Hace un par de años, en 2018, pude verlo con mis propios ojos por primera vez. Para un reportaje que hice entonces, crucé el puente que divide San Antonio del Táchira en Venezuela y Villa del Rosario en Norte de Santander, Colombia. Las multitudes semejaban esa procesión parsimoniosa de las masas al entrar a un estadio de fútbol un día de clásico.
Tras ver el equipaje de hordas de personas, daba la impresión de que no eran viajeros ocasionales, sino que estaban de trasteo, o bien se dedicaban al contrabando. Solo una de esas dos razones podría explicar la procesión de maletas, cajas, neveras, gallinas, carne fresca. Familias con niños, bebés, hombres, en su mayoría menores de treinta años, hacían pensar que todo aquel con fuerza suficiente en las piernas se estaba dando a la fuga. A este lado los esperaba un letrero de «Bienvenido a Colombia», que no siempre se cumple en la práctica, pues muchos han sido robados, estafados y violentados.

--------------------

- Descripción del problema
Resume el texto mostrado en dos oraciones.

- Datos para revisar
--------------------

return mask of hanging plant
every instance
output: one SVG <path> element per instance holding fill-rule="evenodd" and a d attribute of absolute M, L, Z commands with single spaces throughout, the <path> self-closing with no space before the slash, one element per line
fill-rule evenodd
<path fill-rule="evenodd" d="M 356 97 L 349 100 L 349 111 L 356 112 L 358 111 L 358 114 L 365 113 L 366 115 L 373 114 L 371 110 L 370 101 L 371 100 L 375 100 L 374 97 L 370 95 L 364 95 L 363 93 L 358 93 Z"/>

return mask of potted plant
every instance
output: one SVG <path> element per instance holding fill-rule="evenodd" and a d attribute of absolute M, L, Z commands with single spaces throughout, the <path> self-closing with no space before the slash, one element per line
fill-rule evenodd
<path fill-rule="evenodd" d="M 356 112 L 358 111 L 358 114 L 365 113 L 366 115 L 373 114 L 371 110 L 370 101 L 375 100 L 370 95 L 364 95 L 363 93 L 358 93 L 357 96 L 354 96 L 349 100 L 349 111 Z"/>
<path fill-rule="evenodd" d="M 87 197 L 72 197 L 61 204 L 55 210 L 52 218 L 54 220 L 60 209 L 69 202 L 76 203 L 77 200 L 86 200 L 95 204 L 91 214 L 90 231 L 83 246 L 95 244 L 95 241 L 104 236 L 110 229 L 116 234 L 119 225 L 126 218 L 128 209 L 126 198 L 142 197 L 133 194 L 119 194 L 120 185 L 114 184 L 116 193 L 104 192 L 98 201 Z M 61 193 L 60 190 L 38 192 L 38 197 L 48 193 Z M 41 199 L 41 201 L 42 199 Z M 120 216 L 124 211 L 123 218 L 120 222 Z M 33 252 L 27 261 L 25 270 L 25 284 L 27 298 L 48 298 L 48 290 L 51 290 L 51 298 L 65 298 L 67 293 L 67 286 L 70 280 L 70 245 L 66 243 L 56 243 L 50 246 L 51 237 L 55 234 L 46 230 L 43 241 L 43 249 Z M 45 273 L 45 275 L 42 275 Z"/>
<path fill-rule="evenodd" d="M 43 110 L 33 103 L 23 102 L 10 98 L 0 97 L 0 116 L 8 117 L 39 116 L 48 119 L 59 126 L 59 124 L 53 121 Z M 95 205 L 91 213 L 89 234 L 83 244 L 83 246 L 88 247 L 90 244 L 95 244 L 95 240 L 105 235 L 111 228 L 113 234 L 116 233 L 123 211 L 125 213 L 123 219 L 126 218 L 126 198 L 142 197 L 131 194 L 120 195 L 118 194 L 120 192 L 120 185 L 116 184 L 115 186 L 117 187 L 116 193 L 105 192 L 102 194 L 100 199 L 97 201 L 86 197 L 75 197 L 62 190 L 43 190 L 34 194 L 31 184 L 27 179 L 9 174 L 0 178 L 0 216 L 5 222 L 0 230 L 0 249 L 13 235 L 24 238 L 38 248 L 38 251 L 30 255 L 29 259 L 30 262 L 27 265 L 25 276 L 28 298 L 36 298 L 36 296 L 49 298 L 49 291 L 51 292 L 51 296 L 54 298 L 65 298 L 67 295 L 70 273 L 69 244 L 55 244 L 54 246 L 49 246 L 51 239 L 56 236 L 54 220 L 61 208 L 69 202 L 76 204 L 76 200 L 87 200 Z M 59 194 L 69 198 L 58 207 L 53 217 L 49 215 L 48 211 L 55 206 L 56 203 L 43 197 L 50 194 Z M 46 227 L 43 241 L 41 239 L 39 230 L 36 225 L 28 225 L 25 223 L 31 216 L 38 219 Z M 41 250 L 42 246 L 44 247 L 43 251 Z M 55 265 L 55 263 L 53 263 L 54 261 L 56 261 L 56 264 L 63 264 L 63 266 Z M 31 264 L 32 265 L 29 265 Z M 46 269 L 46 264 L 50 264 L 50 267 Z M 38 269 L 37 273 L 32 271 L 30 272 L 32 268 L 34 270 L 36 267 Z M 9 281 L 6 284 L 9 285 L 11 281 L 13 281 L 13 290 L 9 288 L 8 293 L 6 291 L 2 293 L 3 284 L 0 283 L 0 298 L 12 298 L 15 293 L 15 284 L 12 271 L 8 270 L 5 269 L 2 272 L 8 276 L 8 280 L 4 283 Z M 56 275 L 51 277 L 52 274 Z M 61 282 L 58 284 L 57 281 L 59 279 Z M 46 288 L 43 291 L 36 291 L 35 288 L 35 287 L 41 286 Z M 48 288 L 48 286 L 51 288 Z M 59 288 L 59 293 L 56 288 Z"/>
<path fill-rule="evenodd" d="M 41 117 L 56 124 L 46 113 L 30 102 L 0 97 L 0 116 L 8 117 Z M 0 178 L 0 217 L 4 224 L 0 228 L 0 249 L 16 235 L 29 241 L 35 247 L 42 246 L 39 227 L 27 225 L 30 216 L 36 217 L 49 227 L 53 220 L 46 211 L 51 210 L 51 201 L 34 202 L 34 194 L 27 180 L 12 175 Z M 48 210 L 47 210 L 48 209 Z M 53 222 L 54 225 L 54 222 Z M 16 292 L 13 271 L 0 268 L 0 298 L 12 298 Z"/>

--------------------

- La respuesta
En 2018, para un reportaje, quien narra cruzó el puente entre San Antonio del Táchira, en Venezuela, y Villa del Rosario, en Norte de Santander, Colombia, y vio multitudes que avanzaban despacio, como al entrar a un estadio en día de clásico. Por tanto equipaje parecía que la gente se mudaba o se dedicaba al contrabando, y aunque del lado colombiano los esperaba un letrero de «Bienvenido a Colombia», muchos han sido robados, estafados y violentados.